▶ **Objectif**
Veuillez citer mot pour mot un passage du témoignage sur l'adoption ci-dessous. Commencez aux mots « (notice d'agrément / » et arrêtez-vous après « une adoption internationale. ».
══ Texte extrait ══
Suite à une infertilité, un parcours PMA. Une seule FIV. Je sentais que ce n’étais pas le bon chemin, tout mon corps me le disait. L’idée de l’adoption était dans un coin de ma tête mais mon mari n’était pas encore prêt. Suite à l’échec de la FIV, nous avons eu une grande discussion pendant plusieurs heures : nous avons pris la décision de stopper la PMA, et de réfléchir sérieusement à l’adoption. 6 mois plus tard, notre décision était prise. C’était en mars 2014. Nous nous sommes mariés civilement 3 mois plus tard, et avons assisté à la première réunion du conseil général en septembre 2014.

- Votre projet ?
(notice d'agrément / dossier international ou national)Comment l'avez-vous construit ?

Moins de 7 ans, avec particularités légères ou réversibles n’entravant pas l’autonomie future de l’enfant. 1 enfant ou 2 si fratrie. Mais nous étions projetés depuis longtemps sur une fratrie. Étant dans un département rural et donc avec des adoptions rarissimes pour des pupilles, nous avons d’emblée construit notre projet sur une adoption internationale.
═══
══ Données extraites ══
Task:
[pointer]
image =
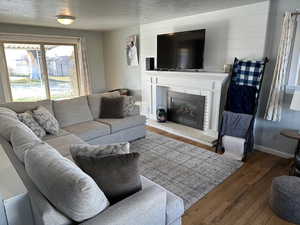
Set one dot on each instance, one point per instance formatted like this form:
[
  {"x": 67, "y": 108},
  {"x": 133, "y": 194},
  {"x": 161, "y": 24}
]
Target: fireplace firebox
═══
▶ **Solution**
(notice d'agrément / dossier international ou national)Comment l'avez-vous construit ?

Moins de 7 ans, avec particularités légères ou réversibles n’entravant pas l’autonomie future de l’enfant. 1 enfant ou 2 si fratrie. Mais nous étions projetés depuis longtemps sur une fratrie. Étant dans un département rural et donc avec des adoptions rarissimes pour des pupilles, nous avons d’emblée construit notre projet sur une adoption internationale.